- _Input rows_
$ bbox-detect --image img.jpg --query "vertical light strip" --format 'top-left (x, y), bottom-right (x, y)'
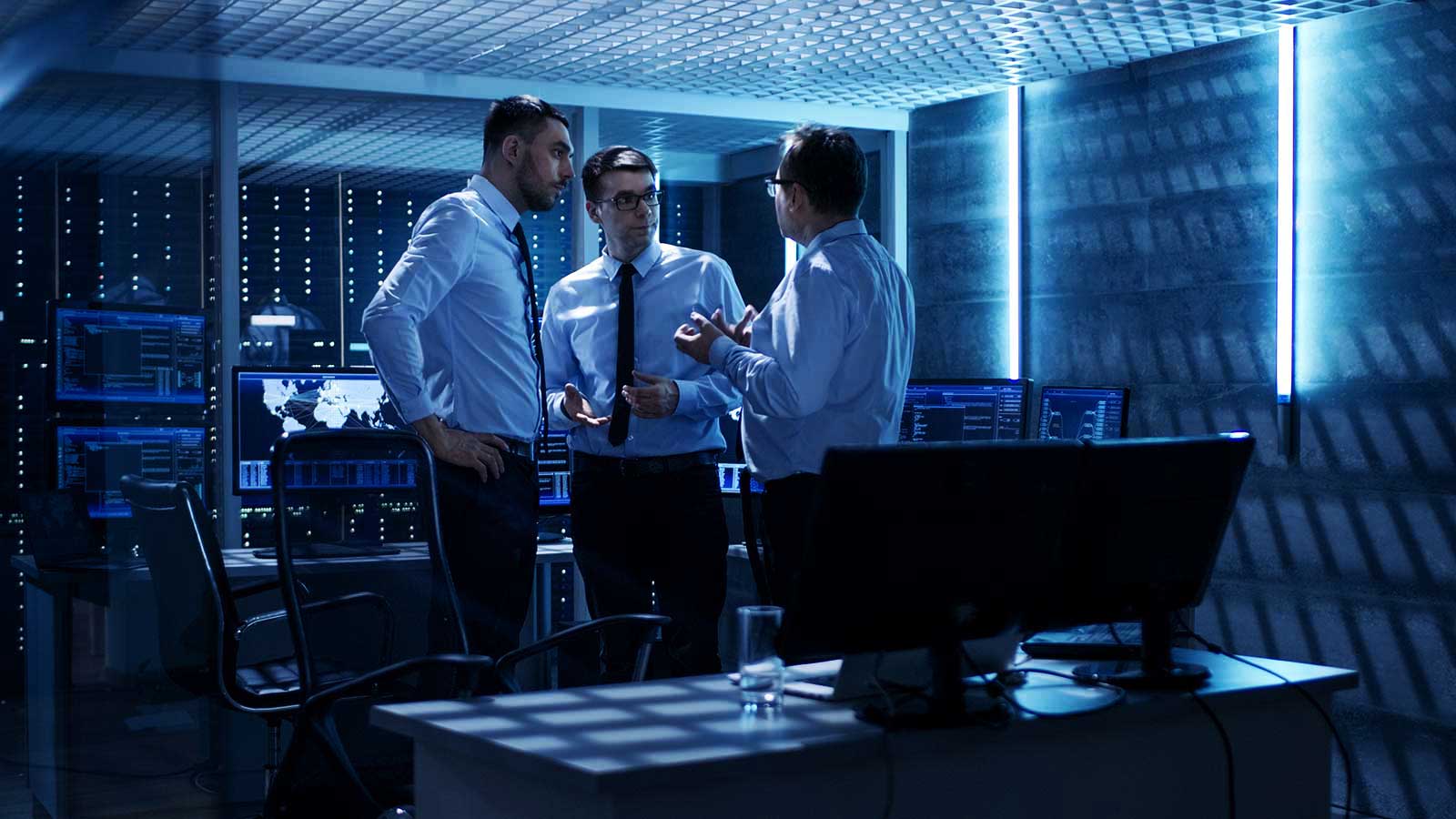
top-left (1274, 26), bottom-right (1294, 404)
top-left (1006, 86), bottom-right (1021, 379)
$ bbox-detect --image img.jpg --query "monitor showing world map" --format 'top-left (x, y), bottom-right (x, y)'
top-left (233, 369), bottom-right (412, 492)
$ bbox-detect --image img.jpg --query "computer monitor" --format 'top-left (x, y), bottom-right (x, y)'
top-left (536, 431), bottom-right (571, 514)
top-left (900, 379), bottom-right (1031, 443)
top-left (782, 441), bottom-right (1082, 722)
top-left (49, 301), bottom-right (207, 405)
top-left (1048, 433), bottom-right (1254, 688)
top-left (56, 426), bottom-right (207, 518)
top-left (1036, 386), bottom-right (1130, 440)
top-left (233, 368), bottom-right (413, 494)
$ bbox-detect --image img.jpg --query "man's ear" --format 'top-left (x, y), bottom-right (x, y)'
top-left (500, 134), bottom-right (526, 165)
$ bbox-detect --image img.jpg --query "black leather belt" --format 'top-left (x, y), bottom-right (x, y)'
top-left (571, 451), bottom-right (718, 478)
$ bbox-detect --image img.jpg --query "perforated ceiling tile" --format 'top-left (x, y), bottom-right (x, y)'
top-left (8, 0), bottom-right (1405, 108)
top-left (600, 109), bottom-right (794, 155)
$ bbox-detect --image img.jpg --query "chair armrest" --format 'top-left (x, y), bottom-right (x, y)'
top-left (233, 592), bottom-right (395, 642)
top-left (495, 615), bottom-right (672, 691)
top-left (233, 579), bottom-right (311, 599)
top-left (303, 654), bottom-right (495, 711)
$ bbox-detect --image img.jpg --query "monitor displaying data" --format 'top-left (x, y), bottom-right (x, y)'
top-left (1036, 386), bottom-right (1128, 440)
top-left (233, 368), bottom-right (415, 492)
top-left (900, 379), bottom-right (1031, 441)
top-left (536, 431), bottom-right (571, 511)
top-left (51, 305), bottom-right (207, 404)
top-left (56, 426), bottom-right (207, 518)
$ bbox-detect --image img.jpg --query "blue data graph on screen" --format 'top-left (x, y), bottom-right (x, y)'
top-left (233, 370), bottom-right (415, 492)
top-left (536, 433), bottom-right (571, 511)
top-left (900, 380), bottom-right (1026, 441)
top-left (53, 308), bottom-right (207, 404)
top-left (56, 426), bottom-right (207, 518)
top-left (1036, 386), bottom-right (1126, 440)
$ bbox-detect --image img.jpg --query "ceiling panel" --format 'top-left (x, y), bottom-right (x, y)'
top-left (0, 0), bottom-right (1403, 108)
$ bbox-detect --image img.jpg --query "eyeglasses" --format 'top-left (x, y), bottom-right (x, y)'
top-left (763, 177), bottom-right (810, 199)
top-left (592, 191), bottom-right (667, 210)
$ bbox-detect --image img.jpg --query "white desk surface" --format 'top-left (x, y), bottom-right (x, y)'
top-left (371, 650), bottom-right (1357, 793)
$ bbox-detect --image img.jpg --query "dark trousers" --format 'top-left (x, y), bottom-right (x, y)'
top-left (435, 453), bottom-right (541, 657)
top-left (571, 463), bottom-right (728, 682)
top-left (763, 472), bottom-right (821, 609)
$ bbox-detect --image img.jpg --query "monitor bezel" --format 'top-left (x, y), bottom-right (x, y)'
top-left (44, 419), bottom-right (211, 521)
top-left (900, 378), bottom-right (1036, 443)
top-left (1036, 383), bottom-right (1133, 440)
top-left (228, 364), bottom-right (379, 490)
top-left (46, 298), bottom-right (209, 410)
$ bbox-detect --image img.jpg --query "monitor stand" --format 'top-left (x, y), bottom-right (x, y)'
top-left (854, 638), bottom-right (1005, 732)
top-left (1072, 611), bottom-right (1208, 691)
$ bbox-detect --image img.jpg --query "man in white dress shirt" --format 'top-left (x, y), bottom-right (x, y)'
top-left (541, 146), bottom-right (743, 682)
top-left (364, 96), bottom-right (572, 657)
top-left (675, 126), bottom-right (915, 605)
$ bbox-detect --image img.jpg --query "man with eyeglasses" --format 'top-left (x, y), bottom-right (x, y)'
top-left (541, 146), bottom-right (744, 682)
top-left (675, 126), bottom-right (915, 605)
top-left (364, 95), bottom-right (572, 657)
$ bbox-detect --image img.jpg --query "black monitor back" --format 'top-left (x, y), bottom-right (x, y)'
top-left (1056, 433), bottom-right (1254, 625)
top-left (784, 441), bottom-right (1082, 657)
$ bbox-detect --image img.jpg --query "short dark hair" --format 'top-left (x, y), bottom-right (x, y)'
top-left (779, 124), bottom-right (866, 217)
top-left (480, 93), bottom-right (571, 165)
top-left (581, 146), bottom-right (657, 201)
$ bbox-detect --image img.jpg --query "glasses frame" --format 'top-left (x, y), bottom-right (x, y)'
top-left (763, 177), bottom-right (810, 199)
top-left (592, 189), bottom-right (667, 211)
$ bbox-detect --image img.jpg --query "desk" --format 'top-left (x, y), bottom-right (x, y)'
top-left (371, 650), bottom-right (1357, 819)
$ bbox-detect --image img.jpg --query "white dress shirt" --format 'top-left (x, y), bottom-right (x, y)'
top-left (541, 242), bottom-right (744, 458)
top-left (364, 175), bottom-right (541, 441)
top-left (709, 218), bottom-right (915, 480)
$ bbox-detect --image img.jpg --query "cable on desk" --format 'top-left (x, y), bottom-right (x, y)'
top-left (1188, 691), bottom-right (1238, 819)
top-left (869, 652), bottom-right (895, 819)
top-left (986, 667), bottom-right (1127, 720)
top-left (1175, 612), bottom-right (1357, 819)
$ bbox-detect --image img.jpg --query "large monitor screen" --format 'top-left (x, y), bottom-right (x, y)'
top-left (536, 431), bottom-right (571, 513)
top-left (233, 368), bottom-right (413, 492)
top-left (900, 379), bottom-right (1031, 441)
top-left (56, 426), bottom-right (207, 518)
top-left (51, 305), bottom-right (207, 404)
top-left (1036, 386), bottom-right (1128, 440)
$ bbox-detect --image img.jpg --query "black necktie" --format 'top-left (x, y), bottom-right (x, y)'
top-left (511, 221), bottom-right (551, 436)
top-left (607, 262), bottom-right (636, 446)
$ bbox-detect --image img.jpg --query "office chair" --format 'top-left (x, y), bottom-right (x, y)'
top-left (495, 613), bottom-right (672, 693)
top-left (264, 429), bottom-right (500, 819)
top-left (121, 475), bottom-right (311, 788)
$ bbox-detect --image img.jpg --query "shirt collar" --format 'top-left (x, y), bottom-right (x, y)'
top-left (602, 242), bottom-right (662, 281)
top-left (804, 218), bottom-right (868, 257)
top-left (466, 174), bottom-right (521, 233)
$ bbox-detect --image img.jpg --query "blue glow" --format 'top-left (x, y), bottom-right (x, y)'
top-left (1006, 86), bottom-right (1021, 379)
top-left (1274, 26), bottom-right (1294, 404)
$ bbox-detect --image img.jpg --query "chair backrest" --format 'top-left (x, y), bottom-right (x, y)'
top-left (271, 429), bottom-right (469, 696)
top-left (121, 475), bottom-right (238, 695)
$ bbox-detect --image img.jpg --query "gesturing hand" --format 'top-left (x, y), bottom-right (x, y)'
top-left (672, 312), bottom-right (726, 364)
top-left (561, 383), bottom-right (612, 427)
top-left (622, 370), bottom-right (679, 419)
top-left (711, 305), bottom-right (759, 347)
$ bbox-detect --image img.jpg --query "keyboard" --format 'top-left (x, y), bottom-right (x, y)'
top-left (253, 543), bottom-right (399, 560)
top-left (1021, 622), bottom-right (1143, 660)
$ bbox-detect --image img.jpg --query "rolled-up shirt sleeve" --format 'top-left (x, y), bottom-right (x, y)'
top-left (362, 199), bottom-right (480, 422)
top-left (709, 268), bottom-right (850, 419)
top-left (674, 258), bottom-right (744, 419)
top-left (541, 286), bottom-right (584, 427)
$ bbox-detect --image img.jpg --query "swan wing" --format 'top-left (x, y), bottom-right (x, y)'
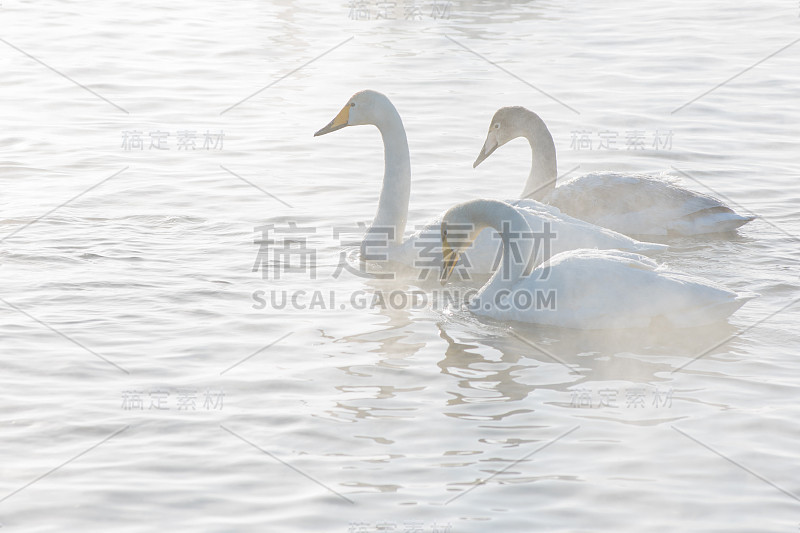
top-left (548, 172), bottom-right (753, 236)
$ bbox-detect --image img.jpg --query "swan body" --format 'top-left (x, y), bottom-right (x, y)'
top-left (441, 200), bottom-right (752, 329)
top-left (314, 90), bottom-right (666, 277)
top-left (473, 107), bottom-right (754, 237)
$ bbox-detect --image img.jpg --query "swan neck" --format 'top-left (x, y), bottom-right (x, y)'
top-left (521, 111), bottom-right (558, 201)
top-left (372, 104), bottom-right (411, 244)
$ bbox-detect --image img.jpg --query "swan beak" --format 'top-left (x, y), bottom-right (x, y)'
top-left (472, 133), bottom-right (500, 168)
top-left (440, 241), bottom-right (459, 285)
top-left (314, 104), bottom-right (350, 137)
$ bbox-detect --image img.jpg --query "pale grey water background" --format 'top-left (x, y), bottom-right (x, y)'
top-left (0, 0), bottom-right (800, 532)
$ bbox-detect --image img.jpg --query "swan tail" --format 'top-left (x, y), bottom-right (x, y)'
top-left (666, 293), bottom-right (758, 328)
top-left (633, 241), bottom-right (669, 254)
top-left (670, 206), bottom-right (756, 235)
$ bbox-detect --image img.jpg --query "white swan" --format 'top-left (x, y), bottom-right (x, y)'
top-left (314, 90), bottom-right (666, 276)
top-left (473, 107), bottom-right (755, 237)
top-left (441, 200), bottom-right (752, 329)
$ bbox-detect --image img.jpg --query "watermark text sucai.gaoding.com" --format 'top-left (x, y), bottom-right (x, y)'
top-left (347, 0), bottom-right (453, 21)
top-left (252, 289), bottom-right (558, 312)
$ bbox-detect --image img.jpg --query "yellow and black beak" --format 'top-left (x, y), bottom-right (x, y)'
top-left (440, 239), bottom-right (459, 285)
top-left (314, 104), bottom-right (350, 137)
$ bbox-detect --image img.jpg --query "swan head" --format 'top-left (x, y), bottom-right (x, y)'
top-left (440, 200), bottom-right (488, 285)
top-left (472, 106), bottom-right (536, 168)
top-left (314, 89), bottom-right (393, 137)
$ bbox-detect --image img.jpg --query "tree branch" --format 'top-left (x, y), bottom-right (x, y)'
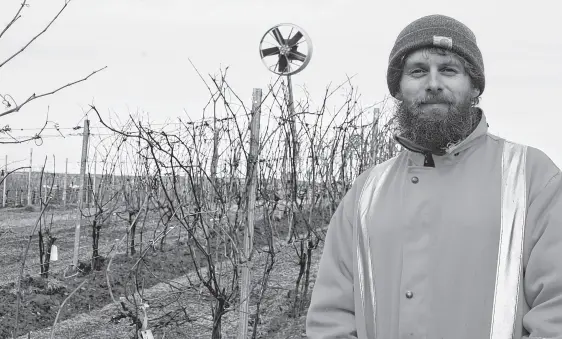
top-left (0, 66), bottom-right (107, 117)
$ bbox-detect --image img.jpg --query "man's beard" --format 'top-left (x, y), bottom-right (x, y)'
top-left (395, 93), bottom-right (481, 152)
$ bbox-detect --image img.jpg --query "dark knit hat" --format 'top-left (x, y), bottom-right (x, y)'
top-left (386, 15), bottom-right (485, 97)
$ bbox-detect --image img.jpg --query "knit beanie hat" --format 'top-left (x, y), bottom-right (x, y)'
top-left (386, 15), bottom-right (485, 97)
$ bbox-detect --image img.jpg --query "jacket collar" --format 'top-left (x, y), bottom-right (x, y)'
top-left (394, 108), bottom-right (489, 163)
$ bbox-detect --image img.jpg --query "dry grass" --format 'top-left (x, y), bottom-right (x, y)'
top-left (16, 236), bottom-right (322, 339)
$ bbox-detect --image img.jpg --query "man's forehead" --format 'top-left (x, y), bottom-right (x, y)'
top-left (404, 49), bottom-right (463, 66)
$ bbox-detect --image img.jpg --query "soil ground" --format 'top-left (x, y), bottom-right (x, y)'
top-left (0, 203), bottom-right (325, 339)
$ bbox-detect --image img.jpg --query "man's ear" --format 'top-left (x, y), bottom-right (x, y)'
top-left (472, 87), bottom-right (480, 99)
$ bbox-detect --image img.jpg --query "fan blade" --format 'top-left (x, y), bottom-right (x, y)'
top-left (261, 47), bottom-right (279, 58)
top-left (277, 55), bottom-right (289, 72)
top-left (289, 49), bottom-right (306, 62)
top-left (287, 31), bottom-right (302, 46)
top-left (271, 27), bottom-right (285, 45)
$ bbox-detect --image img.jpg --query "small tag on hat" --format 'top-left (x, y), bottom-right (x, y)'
top-left (433, 35), bottom-right (453, 49)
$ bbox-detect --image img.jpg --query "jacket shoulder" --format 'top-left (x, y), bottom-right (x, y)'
top-left (489, 134), bottom-right (560, 201)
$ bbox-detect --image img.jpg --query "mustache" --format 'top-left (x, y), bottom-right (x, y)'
top-left (412, 95), bottom-right (453, 106)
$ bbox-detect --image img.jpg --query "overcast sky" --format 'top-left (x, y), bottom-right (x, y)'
top-left (0, 0), bottom-right (562, 171)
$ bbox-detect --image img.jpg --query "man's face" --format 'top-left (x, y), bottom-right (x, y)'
top-left (396, 50), bottom-right (479, 150)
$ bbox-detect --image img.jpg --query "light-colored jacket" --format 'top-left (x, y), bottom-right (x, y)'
top-left (306, 114), bottom-right (562, 339)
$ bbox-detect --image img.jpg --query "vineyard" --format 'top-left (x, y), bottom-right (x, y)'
top-left (0, 73), bottom-right (398, 338)
top-left (0, 0), bottom-right (400, 339)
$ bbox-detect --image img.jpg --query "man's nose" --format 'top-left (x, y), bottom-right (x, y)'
top-left (425, 70), bottom-right (443, 94)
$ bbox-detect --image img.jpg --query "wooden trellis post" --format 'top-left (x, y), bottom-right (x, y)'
top-left (238, 88), bottom-right (262, 339)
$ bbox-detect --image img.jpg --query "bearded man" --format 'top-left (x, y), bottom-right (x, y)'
top-left (306, 15), bottom-right (562, 339)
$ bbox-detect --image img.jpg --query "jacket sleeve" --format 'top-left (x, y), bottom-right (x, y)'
top-left (523, 172), bottom-right (562, 339)
top-left (306, 190), bottom-right (357, 339)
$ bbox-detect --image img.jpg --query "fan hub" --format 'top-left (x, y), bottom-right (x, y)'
top-left (279, 45), bottom-right (291, 55)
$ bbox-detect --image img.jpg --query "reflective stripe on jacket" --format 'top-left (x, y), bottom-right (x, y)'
top-left (307, 115), bottom-right (562, 339)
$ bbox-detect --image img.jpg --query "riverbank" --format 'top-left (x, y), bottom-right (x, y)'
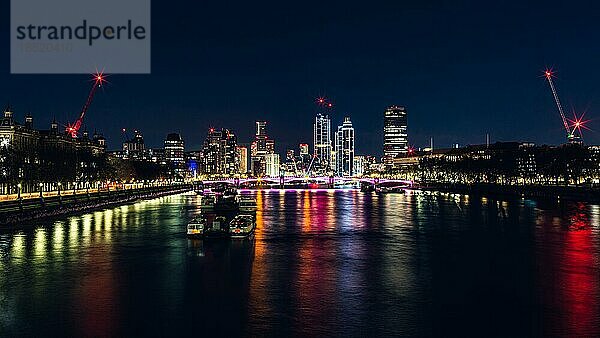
top-left (0, 184), bottom-right (192, 226)
top-left (420, 184), bottom-right (600, 203)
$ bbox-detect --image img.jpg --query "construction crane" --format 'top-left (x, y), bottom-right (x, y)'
top-left (544, 69), bottom-right (588, 143)
top-left (65, 71), bottom-right (106, 138)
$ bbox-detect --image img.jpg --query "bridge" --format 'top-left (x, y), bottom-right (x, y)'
top-left (201, 176), bottom-right (414, 187)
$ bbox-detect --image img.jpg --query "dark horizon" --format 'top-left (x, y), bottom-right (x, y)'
top-left (0, 1), bottom-right (600, 156)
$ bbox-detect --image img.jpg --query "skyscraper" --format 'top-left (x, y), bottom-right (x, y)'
top-left (383, 106), bottom-right (408, 165)
top-left (335, 117), bottom-right (354, 177)
top-left (165, 133), bottom-right (185, 176)
top-left (299, 143), bottom-right (308, 156)
top-left (265, 154), bottom-right (279, 177)
top-left (313, 113), bottom-right (332, 171)
top-left (236, 146), bottom-right (248, 174)
top-left (250, 121), bottom-right (275, 177)
top-left (202, 128), bottom-right (240, 175)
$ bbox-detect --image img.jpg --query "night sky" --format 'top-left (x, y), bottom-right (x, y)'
top-left (0, 1), bottom-right (600, 155)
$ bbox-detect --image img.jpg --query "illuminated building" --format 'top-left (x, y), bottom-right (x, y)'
top-left (250, 121), bottom-right (275, 177)
top-left (236, 146), bottom-right (248, 174)
top-left (123, 130), bottom-right (147, 160)
top-left (335, 117), bottom-right (354, 177)
top-left (383, 106), bottom-right (408, 165)
top-left (299, 143), bottom-right (308, 156)
top-left (164, 133), bottom-right (185, 176)
top-left (202, 128), bottom-right (239, 175)
top-left (313, 113), bottom-right (332, 171)
top-left (265, 154), bottom-right (279, 177)
top-left (0, 107), bottom-right (106, 193)
top-left (353, 155), bottom-right (367, 176)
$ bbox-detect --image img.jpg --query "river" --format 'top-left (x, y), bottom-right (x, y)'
top-left (0, 190), bottom-right (600, 337)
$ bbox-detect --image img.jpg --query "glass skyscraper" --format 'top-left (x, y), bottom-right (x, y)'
top-left (383, 106), bottom-right (408, 164)
top-left (335, 117), bottom-right (354, 177)
top-left (314, 113), bottom-right (332, 171)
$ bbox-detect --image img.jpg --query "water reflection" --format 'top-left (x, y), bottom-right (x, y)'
top-left (0, 190), bottom-right (600, 336)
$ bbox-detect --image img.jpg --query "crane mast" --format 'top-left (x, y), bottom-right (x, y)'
top-left (65, 72), bottom-right (106, 138)
top-left (545, 70), bottom-right (573, 139)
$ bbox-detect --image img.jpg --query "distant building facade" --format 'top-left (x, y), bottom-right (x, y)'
top-left (313, 113), bottom-right (333, 172)
top-left (335, 117), bottom-right (354, 177)
top-left (383, 106), bottom-right (408, 165)
top-left (164, 133), bottom-right (186, 176)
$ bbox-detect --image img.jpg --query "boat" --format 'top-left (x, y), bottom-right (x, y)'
top-left (187, 217), bottom-right (206, 238)
top-left (379, 187), bottom-right (406, 194)
top-left (214, 188), bottom-right (240, 211)
top-left (240, 197), bottom-right (256, 212)
top-left (204, 216), bottom-right (229, 239)
top-left (200, 195), bottom-right (215, 210)
top-left (229, 214), bottom-right (256, 239)
top-left (360, 184), bottom-right (375, 192)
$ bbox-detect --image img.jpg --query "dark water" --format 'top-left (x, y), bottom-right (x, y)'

- _The request_
Write the material from its start through the line containing "top-left (233, 369), bottom-right (412, 492)", inclusive, as a two-column CSV with the headers input and output. Give one row per entry, put each field in quotes with line breaks changed to spaces, and leave the pictures out.

- _Response to this task_
input,output
"$ bbox-detect --image img.jpg --query ""vertical light strip"" --format 'top-left (x, y), bottom-right (x, y)'","top-left (1274, 26), bottom-right (1294, 404) top-left (1006, 86), bottom-right (1021, 379)"
"$ bbox-detect --image img.jpg --query ""monitor showing world map"" --format 'top-left (x, y), bottom-right (x, y)'","top-left (233, 369), bottom-right (412, 492)"